**ASSIGNED TASK:** According to the fundraising extract below, why can't a fundraiser set up in another country and expect to work exactly as at home? Answer in one to three sentences.

**EXTRACT:**

However, that doesn’t mean that a fundraiser can
simply set up shop in another country and expect to work in exactly
the same way as they did back home. For whilst basic human
psychology may be universal, language is not. And when the local
population speaks two different languages, as they do in Hong Kong,
communicating with supporters presents a unique set of
challenges.
This is something that Pareto Account
Manager, Alice Farkas, knows all about. Based in our Hong Kong
office, where donors are as likely to speak Cantonese as they are
English, fundraising is a bi-lingual business. And as Alice
discovered, this makes putting together a successful appeal
anything but a straightforward process:
“Pareto’s communications are designed
to take donors on a highly controlled emotional journey. Whether we
are talking about direct mail or telephone scripts, we want the
story we tell donors to unfold as carefully as a Hollywood script –
to have drama, emotion and light-hearted moments in all the right
places.
It’s not just about content, its about order.
And when we received our first Traditional Chinese translation of
an appeal written with Hong Kong Cancer Fund, we very quickly
realised that you simply cannot expect copy that flows brilliantly
in English to work in Chinese.”
Although our copywriter delivered a
brilliant English version of the letter, the first draft we
received from the translator was a very literal, word-for-word
Traditional Chinese version.
With
the help of our local Cantonese-speaking experts, Alice saw at once
that the letter – which read so well in its original form – had
lost much of its passion, its energy and its emotion translation.
In short, it had lost what made it a Pareto letter, and it simply
wasn’t good enough.

**Image-grounded pointing data:**

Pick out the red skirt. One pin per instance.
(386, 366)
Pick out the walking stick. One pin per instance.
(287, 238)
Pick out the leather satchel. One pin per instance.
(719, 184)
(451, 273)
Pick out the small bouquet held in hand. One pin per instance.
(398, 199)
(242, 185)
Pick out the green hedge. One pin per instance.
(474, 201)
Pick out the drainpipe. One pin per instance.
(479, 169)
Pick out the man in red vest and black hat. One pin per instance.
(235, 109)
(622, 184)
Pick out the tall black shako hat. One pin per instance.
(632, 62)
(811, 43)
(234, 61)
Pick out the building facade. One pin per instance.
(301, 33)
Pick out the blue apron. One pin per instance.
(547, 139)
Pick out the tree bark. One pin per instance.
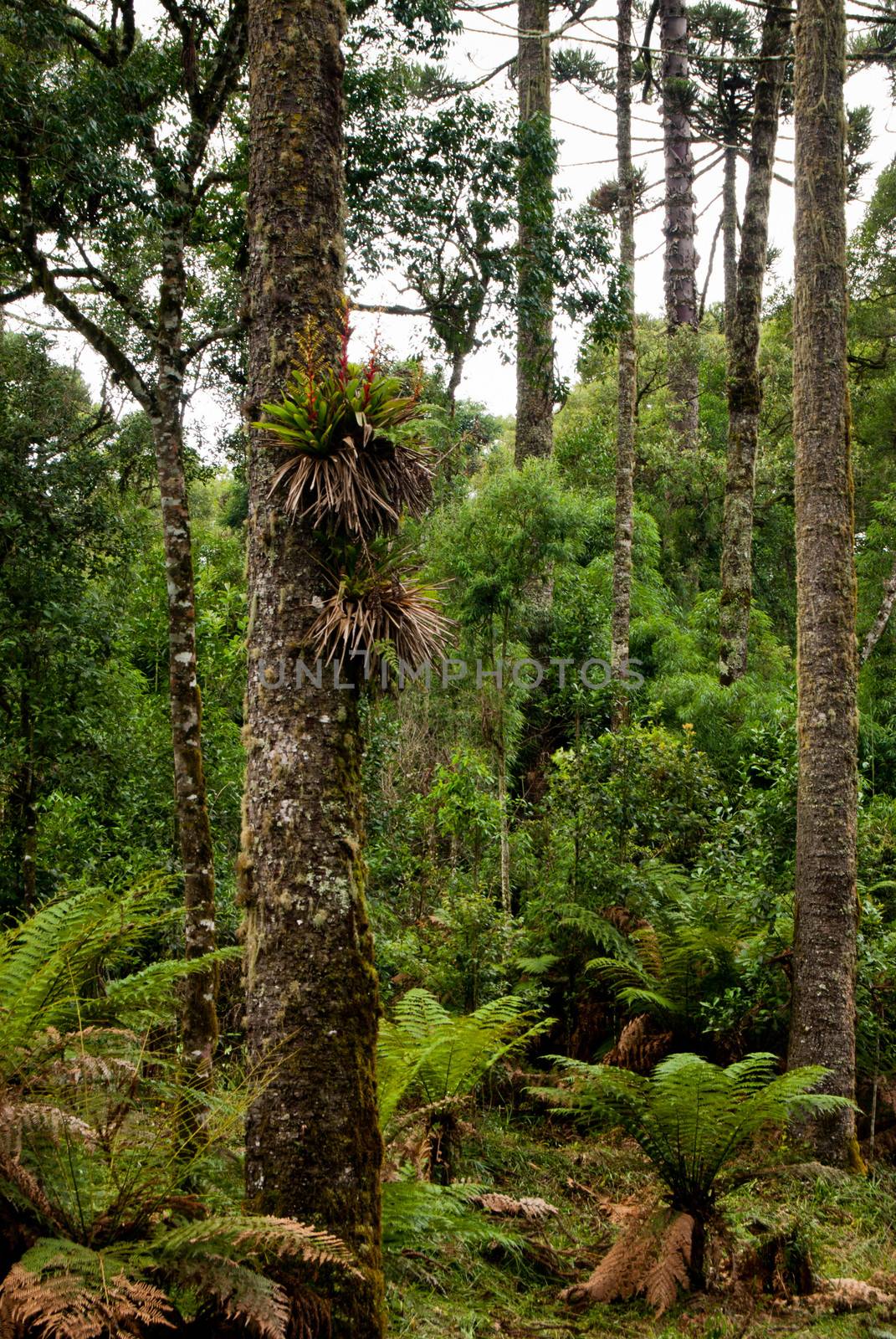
(535, 316)
(24, 796)
(314, 1148)
(679, 227)
(504, 839)
(824, 954)
(742, 332)
(730, 232)
(200, 1023)
(627, 378)
(878, 627)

**EXERCISE SOLUTION:** Basic human psychology may be universal, but language is not. Where the local population speaks two different languages, as in Hong Kong, communicating with supporters presents a unique set of challenges.